══ RAW DATA ══

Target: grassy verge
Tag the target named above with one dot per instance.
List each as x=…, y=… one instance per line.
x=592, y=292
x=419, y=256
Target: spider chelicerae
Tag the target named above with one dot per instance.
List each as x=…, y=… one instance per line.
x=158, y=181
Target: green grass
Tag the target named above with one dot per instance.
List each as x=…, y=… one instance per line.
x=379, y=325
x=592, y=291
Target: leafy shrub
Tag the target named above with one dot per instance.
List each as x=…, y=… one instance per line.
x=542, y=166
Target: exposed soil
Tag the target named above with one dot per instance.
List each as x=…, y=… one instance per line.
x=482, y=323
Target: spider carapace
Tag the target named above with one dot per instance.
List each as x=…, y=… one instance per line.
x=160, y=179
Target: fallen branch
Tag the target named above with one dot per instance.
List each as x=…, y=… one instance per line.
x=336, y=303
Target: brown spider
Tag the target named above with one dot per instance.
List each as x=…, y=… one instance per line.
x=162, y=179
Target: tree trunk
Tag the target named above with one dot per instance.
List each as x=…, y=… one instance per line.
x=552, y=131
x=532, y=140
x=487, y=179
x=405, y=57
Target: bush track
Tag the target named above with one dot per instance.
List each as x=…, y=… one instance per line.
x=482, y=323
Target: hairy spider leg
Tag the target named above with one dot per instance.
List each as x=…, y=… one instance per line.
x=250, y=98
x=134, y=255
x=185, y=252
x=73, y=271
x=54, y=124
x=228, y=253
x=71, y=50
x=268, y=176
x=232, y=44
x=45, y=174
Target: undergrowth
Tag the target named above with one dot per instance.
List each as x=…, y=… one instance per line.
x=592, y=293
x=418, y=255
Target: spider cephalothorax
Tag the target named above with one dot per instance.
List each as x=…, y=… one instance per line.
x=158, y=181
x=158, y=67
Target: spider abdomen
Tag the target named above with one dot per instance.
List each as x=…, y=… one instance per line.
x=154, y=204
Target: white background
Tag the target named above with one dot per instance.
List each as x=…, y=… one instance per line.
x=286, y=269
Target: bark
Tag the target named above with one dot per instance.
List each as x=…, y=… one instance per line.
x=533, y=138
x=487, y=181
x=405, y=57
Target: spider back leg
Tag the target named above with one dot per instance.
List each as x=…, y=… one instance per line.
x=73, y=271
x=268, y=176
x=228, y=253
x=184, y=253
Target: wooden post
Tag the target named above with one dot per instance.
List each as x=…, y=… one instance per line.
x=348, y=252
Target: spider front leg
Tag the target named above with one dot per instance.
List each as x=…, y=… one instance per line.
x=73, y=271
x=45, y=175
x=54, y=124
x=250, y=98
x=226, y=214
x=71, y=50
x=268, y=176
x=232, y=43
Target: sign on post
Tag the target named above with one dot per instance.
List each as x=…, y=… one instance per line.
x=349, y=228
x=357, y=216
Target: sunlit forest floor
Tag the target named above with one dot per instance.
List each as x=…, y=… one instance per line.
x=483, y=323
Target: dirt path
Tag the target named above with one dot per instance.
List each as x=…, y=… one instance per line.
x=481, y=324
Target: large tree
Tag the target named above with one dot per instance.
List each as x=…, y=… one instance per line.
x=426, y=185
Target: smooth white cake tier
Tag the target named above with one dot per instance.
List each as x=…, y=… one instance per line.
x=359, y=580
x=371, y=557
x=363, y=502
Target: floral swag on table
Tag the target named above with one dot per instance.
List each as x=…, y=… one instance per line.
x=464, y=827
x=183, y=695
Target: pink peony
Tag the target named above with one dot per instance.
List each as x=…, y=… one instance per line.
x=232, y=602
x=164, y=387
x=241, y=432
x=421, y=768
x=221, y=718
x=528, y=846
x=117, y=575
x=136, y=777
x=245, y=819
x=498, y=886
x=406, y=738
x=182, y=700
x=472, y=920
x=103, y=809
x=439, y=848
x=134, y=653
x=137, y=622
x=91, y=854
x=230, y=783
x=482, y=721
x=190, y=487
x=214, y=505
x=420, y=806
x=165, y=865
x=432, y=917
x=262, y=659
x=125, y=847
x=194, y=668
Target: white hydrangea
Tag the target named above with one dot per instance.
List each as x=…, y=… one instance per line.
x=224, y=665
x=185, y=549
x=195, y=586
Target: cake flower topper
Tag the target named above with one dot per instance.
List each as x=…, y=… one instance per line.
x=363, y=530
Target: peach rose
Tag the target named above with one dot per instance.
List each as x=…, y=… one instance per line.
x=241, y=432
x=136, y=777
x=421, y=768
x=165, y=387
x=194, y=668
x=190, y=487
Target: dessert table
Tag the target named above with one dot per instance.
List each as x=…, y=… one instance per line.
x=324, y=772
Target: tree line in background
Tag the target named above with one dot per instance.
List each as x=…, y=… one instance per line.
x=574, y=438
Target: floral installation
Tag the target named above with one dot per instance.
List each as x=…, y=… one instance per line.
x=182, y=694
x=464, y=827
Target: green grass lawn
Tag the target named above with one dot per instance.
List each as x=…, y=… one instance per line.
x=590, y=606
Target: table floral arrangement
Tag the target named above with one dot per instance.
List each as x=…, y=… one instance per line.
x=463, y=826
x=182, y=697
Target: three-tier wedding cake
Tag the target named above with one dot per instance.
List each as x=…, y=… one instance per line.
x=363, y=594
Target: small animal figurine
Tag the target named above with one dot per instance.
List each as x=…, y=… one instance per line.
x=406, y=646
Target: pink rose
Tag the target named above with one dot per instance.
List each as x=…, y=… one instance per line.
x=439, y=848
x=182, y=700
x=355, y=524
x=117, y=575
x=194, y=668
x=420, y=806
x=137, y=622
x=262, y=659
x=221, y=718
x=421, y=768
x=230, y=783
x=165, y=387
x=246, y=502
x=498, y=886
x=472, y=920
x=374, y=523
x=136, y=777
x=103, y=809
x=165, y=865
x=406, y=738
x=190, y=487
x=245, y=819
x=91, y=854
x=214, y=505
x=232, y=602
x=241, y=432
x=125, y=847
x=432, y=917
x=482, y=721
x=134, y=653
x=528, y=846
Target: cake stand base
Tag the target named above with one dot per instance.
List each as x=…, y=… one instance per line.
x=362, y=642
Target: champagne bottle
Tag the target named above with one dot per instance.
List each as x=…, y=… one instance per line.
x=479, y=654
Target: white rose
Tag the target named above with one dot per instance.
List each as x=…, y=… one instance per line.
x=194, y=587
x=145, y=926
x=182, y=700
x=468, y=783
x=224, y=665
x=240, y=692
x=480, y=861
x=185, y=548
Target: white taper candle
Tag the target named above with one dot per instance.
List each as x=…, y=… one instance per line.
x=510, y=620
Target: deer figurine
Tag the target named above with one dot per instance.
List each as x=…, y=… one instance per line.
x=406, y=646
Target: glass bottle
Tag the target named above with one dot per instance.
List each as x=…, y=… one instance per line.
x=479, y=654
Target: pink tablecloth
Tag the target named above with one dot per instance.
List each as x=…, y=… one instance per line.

═══

- THE TASK:
Copy the rows starting at the line that contains "Target: undergrowth" and ending after the line that contains "x=286, y=269", keeping every line as it stands.

- REPLY TO THE TASK:
Target: undergrowth
Tag the target named above with one dot per instance.
List each as x=…, y=… one instance per line.
x=592, y=293
x=418, y=255
Target: spider cephalothorax
Tag the target named above with one dot per instance.
List each as x=…, y=… one instance per line.
x=158, y=181
x=158, y=67
Target: spider abdomen
Tag the target named above with one dot per instance.
List each as x=…, y=… one instance per line.
x=154, y=204
Target: white background
Tag the target named above with one dot per instance.
List each as x=…, y=… one instance per line.
x=286, y=269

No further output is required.